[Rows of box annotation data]

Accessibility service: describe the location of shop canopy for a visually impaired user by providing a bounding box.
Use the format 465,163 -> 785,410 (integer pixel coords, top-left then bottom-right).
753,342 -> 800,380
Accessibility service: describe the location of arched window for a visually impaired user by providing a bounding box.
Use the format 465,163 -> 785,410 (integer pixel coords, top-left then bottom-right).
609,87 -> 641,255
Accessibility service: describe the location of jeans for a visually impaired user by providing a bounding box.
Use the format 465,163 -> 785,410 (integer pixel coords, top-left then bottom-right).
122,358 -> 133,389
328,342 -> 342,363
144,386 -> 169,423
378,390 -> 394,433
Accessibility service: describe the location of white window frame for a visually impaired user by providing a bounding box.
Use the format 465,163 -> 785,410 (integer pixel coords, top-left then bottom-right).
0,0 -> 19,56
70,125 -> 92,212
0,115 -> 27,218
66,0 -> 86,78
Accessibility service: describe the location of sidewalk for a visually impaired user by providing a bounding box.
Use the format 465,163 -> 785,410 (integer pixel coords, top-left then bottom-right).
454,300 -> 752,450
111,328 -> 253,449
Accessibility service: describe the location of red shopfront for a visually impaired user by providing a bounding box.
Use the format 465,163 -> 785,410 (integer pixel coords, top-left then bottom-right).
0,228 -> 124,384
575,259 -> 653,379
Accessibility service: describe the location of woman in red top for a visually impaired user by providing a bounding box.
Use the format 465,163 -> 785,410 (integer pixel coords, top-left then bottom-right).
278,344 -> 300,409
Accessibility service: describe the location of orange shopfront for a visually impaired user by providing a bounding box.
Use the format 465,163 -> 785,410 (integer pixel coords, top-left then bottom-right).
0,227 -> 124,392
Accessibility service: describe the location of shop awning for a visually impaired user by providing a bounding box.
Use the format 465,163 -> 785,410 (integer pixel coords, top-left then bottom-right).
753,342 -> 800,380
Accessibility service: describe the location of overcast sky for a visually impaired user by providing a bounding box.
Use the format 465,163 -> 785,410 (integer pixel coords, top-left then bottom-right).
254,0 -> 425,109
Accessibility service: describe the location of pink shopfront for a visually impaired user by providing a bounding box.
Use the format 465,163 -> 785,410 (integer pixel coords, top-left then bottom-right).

Work instructions: Copy out the lines of the records from the line containing "Accessibility service: describe the location of white" through the line containing "0,227 -> 124,392", both included, without changing anything.

The completed task:
Accessibility service: describe the location of white window frame for a visually impaired user by providing a bounding box.
Use the format 465,163 -> 785,410 (integer pixel coords, top-left then bottom-right).
0,0 -> 19,56
70,125 -> 92,212
0,115 -> 27,218
66,0 -> 86,78
Accessibility service: describe the location of sidewalk for a visually impaired user by providing a bounding box.
Use the format 465,163 -> 785,410 (integer pixel coords, top-left then bottom-right).
454,300 -> 752,450
111,328 -> 253,449
Accessibility service: describe the location of red shopfront for a visually impaired user by providing a bounding box.
Use the format 465,163 -> 785,410 (integer pixel coords, top-left then bottom-right).
0,228 -> 124,384
575,259 -> 653,379
Accessibility service: describe the location of woman in red top for a visually impaired user by providing a bounding box.
Use the format 465,163 -> 785,410 (integer pixel coords, top-left then bottom-right).
278,344 -> 300,409
Accessibility service: describe the location of orange shopfront for a visually impaired user by providing a bounding box.
Use the format 465,163 -> 785,410 (integer pixel coords, top-left then bottom-right).
0,227 -> 124,392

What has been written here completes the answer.